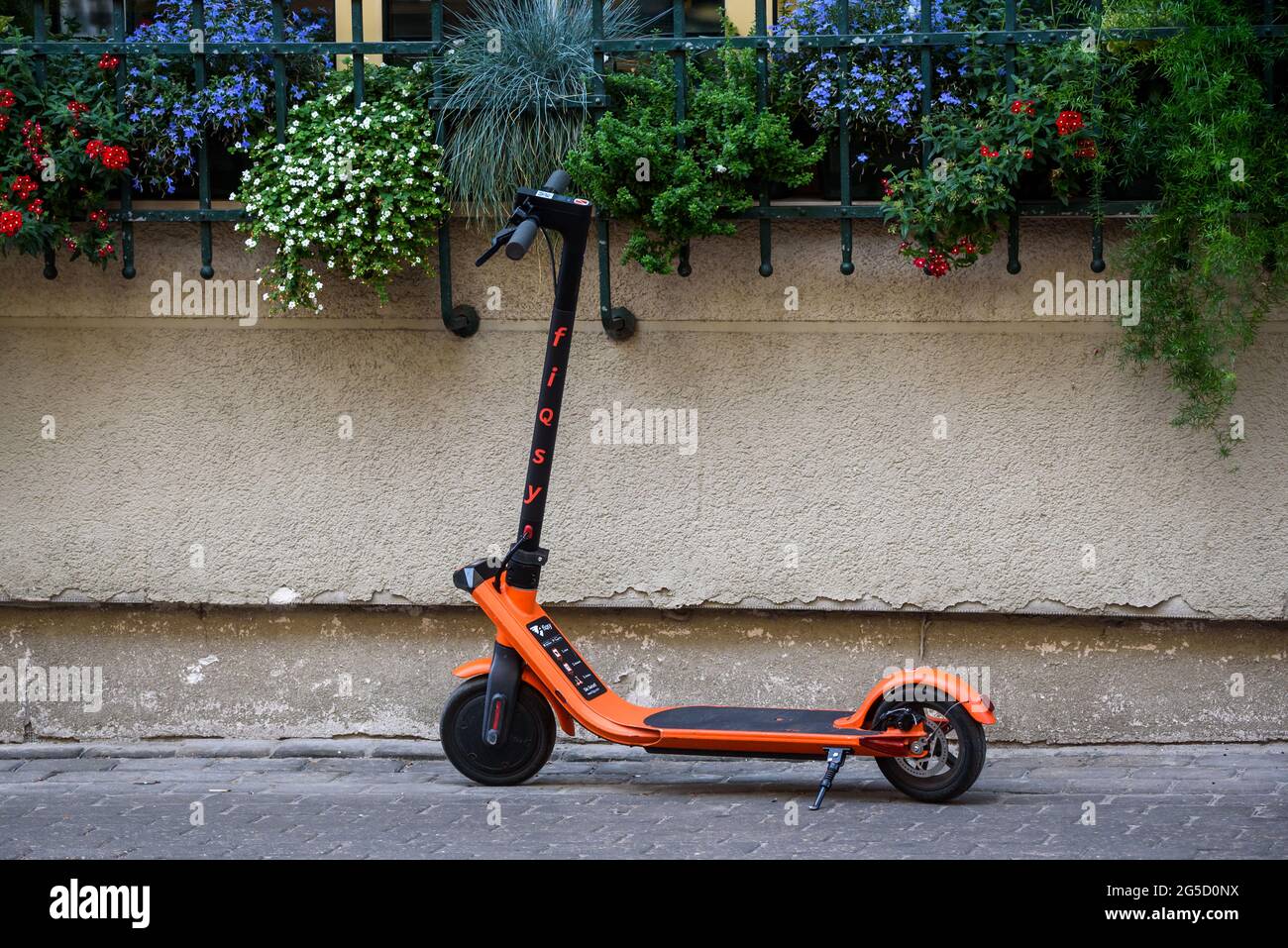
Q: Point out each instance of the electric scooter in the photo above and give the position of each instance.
...
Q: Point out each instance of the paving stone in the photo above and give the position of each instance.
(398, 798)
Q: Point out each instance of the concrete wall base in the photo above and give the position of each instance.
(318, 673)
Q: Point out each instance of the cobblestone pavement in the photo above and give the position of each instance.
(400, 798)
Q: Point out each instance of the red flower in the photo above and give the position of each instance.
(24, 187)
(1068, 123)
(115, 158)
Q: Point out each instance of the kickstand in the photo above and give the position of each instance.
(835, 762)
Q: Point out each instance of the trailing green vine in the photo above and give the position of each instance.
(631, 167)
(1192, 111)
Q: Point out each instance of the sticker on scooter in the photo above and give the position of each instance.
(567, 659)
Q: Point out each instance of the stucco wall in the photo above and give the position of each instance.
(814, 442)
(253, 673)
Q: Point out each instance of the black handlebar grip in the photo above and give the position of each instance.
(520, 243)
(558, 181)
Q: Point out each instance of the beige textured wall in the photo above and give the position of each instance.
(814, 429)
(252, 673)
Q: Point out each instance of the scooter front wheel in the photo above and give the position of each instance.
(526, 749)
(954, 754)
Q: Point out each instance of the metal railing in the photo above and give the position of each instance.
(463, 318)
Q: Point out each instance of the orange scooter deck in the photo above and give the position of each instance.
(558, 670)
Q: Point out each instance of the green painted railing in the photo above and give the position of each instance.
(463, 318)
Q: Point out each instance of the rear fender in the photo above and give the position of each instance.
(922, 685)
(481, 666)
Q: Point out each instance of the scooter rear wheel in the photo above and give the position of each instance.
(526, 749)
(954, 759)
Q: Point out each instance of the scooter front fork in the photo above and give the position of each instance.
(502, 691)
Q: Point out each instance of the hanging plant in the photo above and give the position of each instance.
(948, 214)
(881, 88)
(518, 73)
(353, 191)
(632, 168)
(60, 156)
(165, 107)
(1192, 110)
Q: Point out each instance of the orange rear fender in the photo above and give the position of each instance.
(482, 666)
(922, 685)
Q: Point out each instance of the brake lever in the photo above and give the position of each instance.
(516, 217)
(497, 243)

• [WHAT IS REQUIRED] Find each line in the entries above that contains the word "scooter" and copy those lines in full.

• [EXERCISE SOLUTION]
Q: Point out each instance of the electric scooter in the photo above and give the position of each instance.
Q: Point out each instance of the sticker on scooter in the photo above and give the position of each instance.
Q: Point out each instance of the scooter front wheel in the photo above and give the position of each instance.
Q: Point out each instance of the orange scooter deck in the photo above and give the position of each instance.
Q: Point out each instance of the scooter rear wheel in the photo above and give the position of each instance.
Q: Point out each instance of the scooter front fork in the photo above and give the position of each instance.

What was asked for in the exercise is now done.